• **WHAT THIS EXERCISE ASKS**:
- 1) In the forum thread about Ain Sokhna, which two main areas does one reply name as exceptions to the stretch of road lined with hotels and resorts?
- 2) Continue the forum thread about Ain Sokhna, picking up after its last post.

━━ DOCUMENT EXTRACT ━━

# What's in Ain Sokhna?



## DollyCocker

Hello all,

I am possibly going to Ain Sokhna for 6 months to do animation. Does anyone know what it's like there and are there any shops/places to go outside of the hotels and resorts? 

Thank you


----------



## Sonrisa

No there is nowhere to go. 
Only hotels. 
IF you want to shop, then Cairo is a 1.30 hrs car ride. 
Good luck.


----------



## RPC

DollyCocker said:


> Hello all,
> 
> I am possibly going to Ain Sokhna for 6 months to do animation. Does anyone know what it's like there and are there any shops/places to go outside of the hotels and resorts?
> 
> Thank you


Ain Soknha is essentially a long curvy road (very very dangerous road) located right by the sea side with lots of Hotels and Resorts along it. I would say that with the exception of two main areas (the Stella di Mare) and Porto Sokhna this can't be identified with a specific location therefore you could visit them most of them while there. It is mainly frequented by locals with some local expat community due to the vicinity to Cairo and according to the locations you can find "popular" as well as more "elegant and exclusive" areas. How much will you enjoy your stay will mainly depend upon where will you be based.
:ranger:


----------



## hurghadapat

DollyCocker said:


> Hello all,
> 
> I am possibly going to Ain Sokhna for 6 months to do animation. Does anyone know what it's like there and are there any shops/places to go outside of the hotels and resorts?
> 
> Thank you


Lol....if your part of animation team you wont have much time to be doing anything else but work and sleep.....


----------



## hurghadapat

DollyCocker said:


> Hello all,
> 
> I am possibly going to Ain Sokhna for 6 months to do animation. Does anyone know what it's like there and are there any shops/places to go outside of the hotels and resorts?
> 
> Thank you



Think this might answer your question :-

While we very much like the idea of Ain Soukhna as an international tourist destination, it does have a few drawbacks that we might point out. First of all, it is not known as a center for scuba diving and only in the very south of Ain Soukhna is one likely to find any facilitation of scuba diving, though of course most of the hotels carry snorkeling equipment. Currently, the best of the hotels in the region have no scuba diving centers. This is probably due to the lack of famous dive sites found further south. However, it is geared somewhat more to deep sea fishing then Hurghada or Sharm el-Sheikh.



Second of all, there is no airport here as there is at Hurghada or Sharm, and there may never be because actually Ain Soukhna is a short trip indeed from the Cairo Airport. Finally, there is little in the way of off-premises facilities such as independent restaurants and shops. We image that this will also develop, but for now, most visitors must rely on the entertainment, bars and restaurants within the various complexes, though compounds such as Stella di Mare offer a good variety of choices.


----------



## DollyCocker

Thanks everyone for help.

━━━
━━ STORED DATA ━━

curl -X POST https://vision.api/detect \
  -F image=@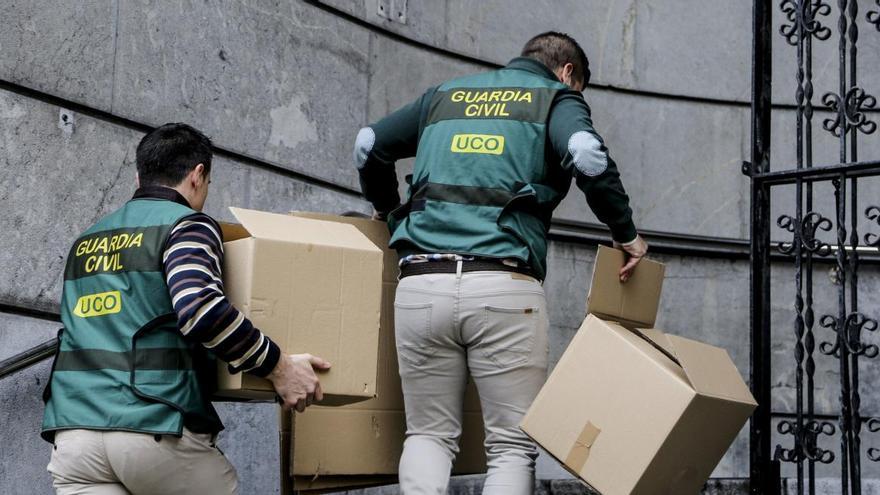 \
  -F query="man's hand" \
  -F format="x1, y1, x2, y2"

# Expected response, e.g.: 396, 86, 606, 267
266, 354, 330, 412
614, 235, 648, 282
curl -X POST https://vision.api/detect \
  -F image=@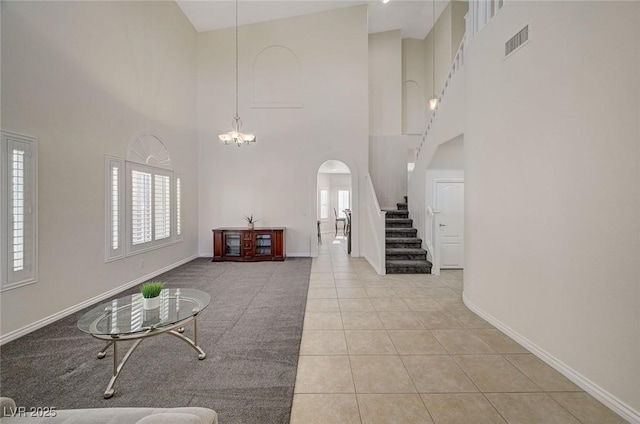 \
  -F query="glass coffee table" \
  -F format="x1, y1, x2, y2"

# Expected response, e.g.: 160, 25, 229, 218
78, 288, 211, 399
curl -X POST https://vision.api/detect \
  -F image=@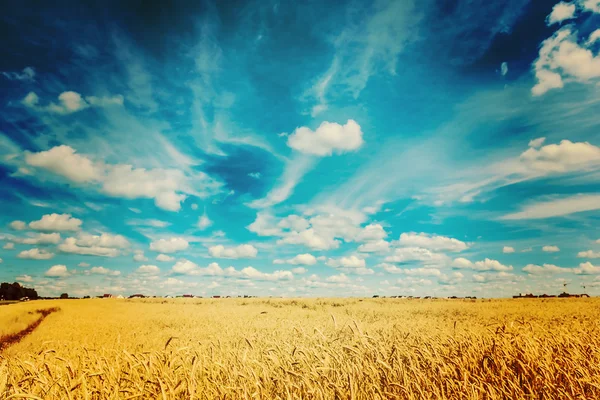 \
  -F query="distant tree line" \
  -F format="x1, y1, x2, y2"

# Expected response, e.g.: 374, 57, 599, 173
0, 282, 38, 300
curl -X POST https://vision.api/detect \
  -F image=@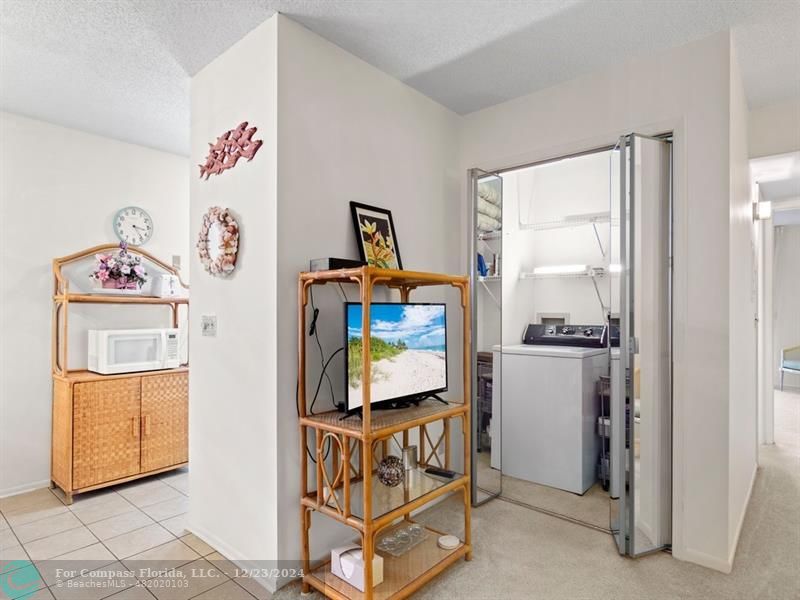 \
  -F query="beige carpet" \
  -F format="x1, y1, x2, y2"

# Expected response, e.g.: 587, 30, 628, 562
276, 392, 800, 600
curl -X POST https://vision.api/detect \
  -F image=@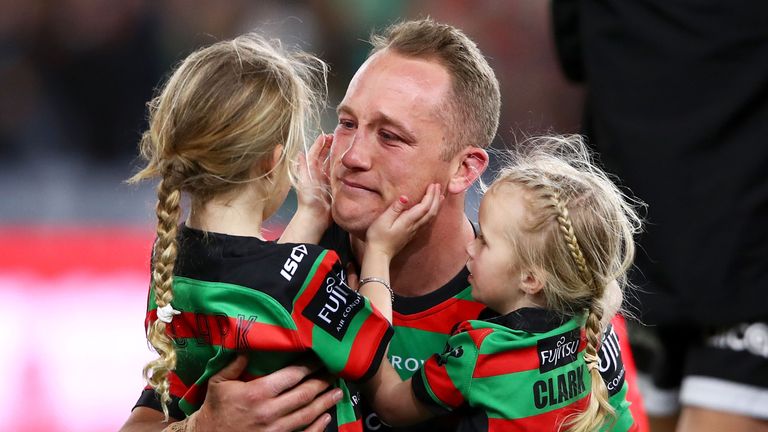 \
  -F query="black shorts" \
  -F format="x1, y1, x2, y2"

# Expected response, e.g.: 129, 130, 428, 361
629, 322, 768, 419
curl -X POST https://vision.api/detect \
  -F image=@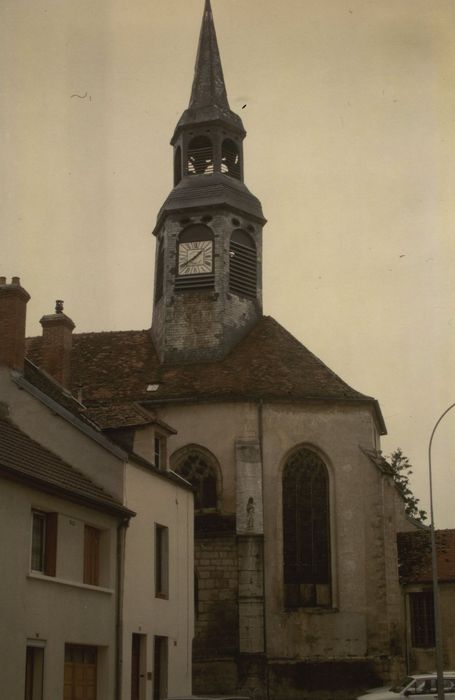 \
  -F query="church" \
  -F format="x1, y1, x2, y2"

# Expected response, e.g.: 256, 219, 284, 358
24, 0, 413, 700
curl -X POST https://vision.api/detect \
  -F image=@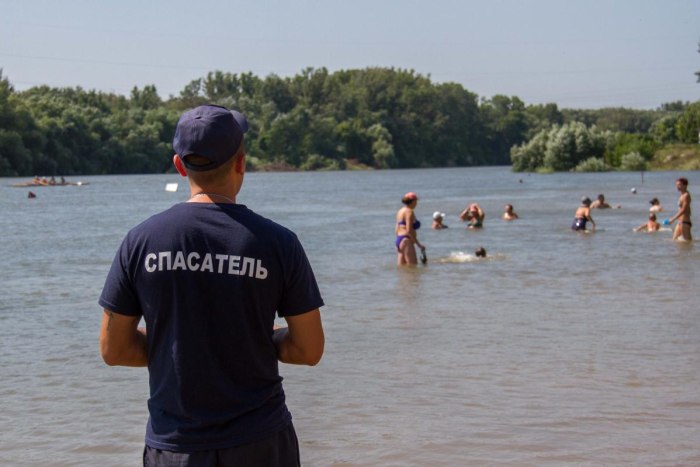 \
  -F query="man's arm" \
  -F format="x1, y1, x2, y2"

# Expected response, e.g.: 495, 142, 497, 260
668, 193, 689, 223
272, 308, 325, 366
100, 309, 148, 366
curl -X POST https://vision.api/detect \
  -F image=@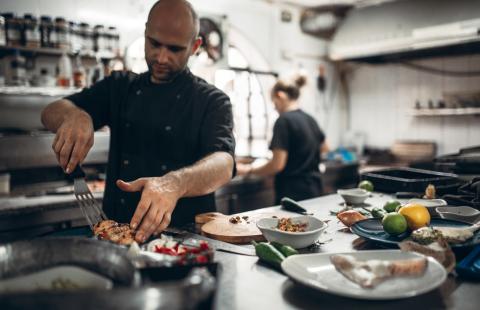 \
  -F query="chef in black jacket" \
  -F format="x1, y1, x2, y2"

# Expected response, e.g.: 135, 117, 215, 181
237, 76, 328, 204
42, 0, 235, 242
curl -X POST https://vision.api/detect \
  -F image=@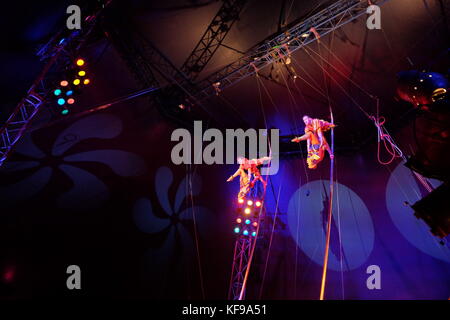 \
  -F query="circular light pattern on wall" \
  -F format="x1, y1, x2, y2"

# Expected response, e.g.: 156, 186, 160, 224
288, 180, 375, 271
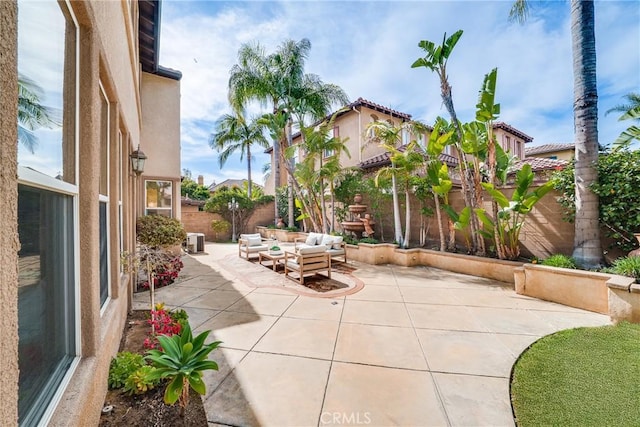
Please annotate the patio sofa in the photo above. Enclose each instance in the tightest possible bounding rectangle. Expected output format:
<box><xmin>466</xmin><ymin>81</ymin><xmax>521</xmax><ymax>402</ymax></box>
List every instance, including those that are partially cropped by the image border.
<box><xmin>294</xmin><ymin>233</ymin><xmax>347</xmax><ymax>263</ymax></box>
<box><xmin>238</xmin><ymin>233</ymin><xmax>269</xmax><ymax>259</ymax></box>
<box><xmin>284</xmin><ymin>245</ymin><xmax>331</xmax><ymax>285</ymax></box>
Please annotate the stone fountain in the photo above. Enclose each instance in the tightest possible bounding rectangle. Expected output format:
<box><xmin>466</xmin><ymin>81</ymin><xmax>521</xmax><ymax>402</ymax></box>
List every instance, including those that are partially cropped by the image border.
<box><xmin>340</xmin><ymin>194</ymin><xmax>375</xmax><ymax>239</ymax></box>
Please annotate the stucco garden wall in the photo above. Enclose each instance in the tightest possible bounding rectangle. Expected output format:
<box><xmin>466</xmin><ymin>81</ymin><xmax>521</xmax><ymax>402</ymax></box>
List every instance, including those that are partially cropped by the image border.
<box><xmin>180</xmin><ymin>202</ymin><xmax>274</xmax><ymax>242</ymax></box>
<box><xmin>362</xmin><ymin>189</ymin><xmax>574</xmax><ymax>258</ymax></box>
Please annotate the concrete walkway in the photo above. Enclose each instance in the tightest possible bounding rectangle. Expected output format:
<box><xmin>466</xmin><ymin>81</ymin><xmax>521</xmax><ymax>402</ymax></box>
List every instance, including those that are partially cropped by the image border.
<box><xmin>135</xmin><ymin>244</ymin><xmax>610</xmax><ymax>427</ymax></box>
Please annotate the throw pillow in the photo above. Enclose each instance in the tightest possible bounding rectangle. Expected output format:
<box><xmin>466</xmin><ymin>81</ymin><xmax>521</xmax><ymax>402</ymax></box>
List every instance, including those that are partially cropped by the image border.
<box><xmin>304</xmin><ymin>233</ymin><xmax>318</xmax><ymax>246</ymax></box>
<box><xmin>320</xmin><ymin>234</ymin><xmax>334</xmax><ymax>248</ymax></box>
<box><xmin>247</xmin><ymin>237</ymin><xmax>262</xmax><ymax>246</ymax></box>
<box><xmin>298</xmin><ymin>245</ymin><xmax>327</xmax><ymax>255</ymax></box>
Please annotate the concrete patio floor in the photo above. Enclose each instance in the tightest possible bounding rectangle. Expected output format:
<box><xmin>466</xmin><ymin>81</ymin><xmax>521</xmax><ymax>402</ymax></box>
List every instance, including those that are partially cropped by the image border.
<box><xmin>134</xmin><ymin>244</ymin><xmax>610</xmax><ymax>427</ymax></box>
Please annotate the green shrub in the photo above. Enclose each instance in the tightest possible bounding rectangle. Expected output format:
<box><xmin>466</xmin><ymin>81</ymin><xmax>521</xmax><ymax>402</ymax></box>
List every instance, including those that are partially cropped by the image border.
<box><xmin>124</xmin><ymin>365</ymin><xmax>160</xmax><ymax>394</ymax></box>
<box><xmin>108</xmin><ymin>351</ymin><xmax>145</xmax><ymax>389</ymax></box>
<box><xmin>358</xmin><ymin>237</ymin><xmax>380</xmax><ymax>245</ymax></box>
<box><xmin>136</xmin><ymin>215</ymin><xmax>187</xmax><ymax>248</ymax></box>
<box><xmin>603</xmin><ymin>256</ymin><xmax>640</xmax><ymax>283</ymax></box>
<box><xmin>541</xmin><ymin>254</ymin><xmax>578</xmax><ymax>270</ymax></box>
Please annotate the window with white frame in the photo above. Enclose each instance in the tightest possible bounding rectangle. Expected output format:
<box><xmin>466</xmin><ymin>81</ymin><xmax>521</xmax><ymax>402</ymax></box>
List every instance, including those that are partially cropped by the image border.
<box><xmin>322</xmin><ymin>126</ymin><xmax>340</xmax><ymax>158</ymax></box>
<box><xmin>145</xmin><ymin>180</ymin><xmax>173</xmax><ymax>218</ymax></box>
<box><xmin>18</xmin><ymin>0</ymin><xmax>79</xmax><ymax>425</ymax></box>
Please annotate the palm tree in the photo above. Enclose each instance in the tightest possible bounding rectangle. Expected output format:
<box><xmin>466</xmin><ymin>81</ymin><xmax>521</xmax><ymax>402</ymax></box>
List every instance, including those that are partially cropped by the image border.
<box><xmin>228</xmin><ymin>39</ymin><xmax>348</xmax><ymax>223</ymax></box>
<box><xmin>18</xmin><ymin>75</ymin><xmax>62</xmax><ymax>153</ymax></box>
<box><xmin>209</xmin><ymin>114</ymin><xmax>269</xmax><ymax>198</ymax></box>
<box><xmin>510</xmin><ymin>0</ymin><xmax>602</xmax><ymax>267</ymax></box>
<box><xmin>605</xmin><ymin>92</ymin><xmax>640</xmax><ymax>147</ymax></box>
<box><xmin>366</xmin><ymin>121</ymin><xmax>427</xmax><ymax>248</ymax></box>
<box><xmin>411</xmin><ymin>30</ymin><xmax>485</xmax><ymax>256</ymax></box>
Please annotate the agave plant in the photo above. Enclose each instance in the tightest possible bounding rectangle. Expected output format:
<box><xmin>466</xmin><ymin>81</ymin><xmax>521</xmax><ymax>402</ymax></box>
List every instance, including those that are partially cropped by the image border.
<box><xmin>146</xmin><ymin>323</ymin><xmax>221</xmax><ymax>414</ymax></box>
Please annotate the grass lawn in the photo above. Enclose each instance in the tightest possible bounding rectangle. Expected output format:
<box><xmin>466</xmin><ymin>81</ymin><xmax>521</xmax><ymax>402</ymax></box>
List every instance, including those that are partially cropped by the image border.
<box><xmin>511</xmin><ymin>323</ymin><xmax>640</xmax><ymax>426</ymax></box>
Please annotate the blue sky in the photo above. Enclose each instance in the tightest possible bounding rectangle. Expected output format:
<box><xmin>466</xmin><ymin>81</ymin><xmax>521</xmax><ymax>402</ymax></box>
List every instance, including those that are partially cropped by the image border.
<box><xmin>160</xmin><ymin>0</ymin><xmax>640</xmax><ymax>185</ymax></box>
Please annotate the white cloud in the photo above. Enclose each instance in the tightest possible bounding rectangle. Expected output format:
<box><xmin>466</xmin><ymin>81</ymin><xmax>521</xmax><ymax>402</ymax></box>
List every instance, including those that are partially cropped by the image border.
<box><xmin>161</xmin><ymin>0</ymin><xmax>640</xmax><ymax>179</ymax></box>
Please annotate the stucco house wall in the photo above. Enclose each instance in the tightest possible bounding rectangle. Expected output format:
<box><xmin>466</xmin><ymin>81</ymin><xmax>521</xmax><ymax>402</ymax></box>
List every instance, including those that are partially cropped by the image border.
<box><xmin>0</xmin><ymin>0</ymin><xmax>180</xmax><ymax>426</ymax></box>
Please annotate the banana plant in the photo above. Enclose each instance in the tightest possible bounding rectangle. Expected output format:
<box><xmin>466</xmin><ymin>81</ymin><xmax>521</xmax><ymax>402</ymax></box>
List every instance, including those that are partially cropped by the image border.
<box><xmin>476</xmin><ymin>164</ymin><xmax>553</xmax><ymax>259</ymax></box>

━━━

• **SOLVED PROBLEMS**:
- 1) Stella di Mare and Porto Sokhna.

- 2)
hurghadapat said:


> Lol....if your part of animation team you wont have much time to be doing anything else but work and sleep.....


Haha yes I know  but I was just thinking about buying things that I will need as I won't be able to take 6 months supply of everything out with me!


----------



## DollyCocker

hurghadapat said:


> Think this might answer your question :-
> 
> While we very much like the idea of Ain Soukhna as an international tourist destination, it does have a few drawbacks that we might point out. First of all, it is not known as a center for scuba diving and only in the very south of Ain Soukhna is one likely to find any facilitation of scuba diving, though of course most of the hotels carry snorkeling equipment. Currently, the best of the hotels in the region have no scuba diving centers. This is probably due to the lack of famous dive sites found further south. However, it is geared somewhat more to deep sea fishing then Hurghada or Sharm el-Sheikh.
> 
> 
> 
> Second of all, there is no airport here as there is at Hurghada or Sharm, and there may never be because actually Ain Soukhna is a short trip indeed from the Cairo Airport. Finally, there is little in the way of off-premises facilities such as independent restaurants and shops. We image that this will also develop, but for now, most visitors must rely on the entertainment, bars and restaurants within the various complexes, though compounds such as Stella di Mare offer a good variety of choices.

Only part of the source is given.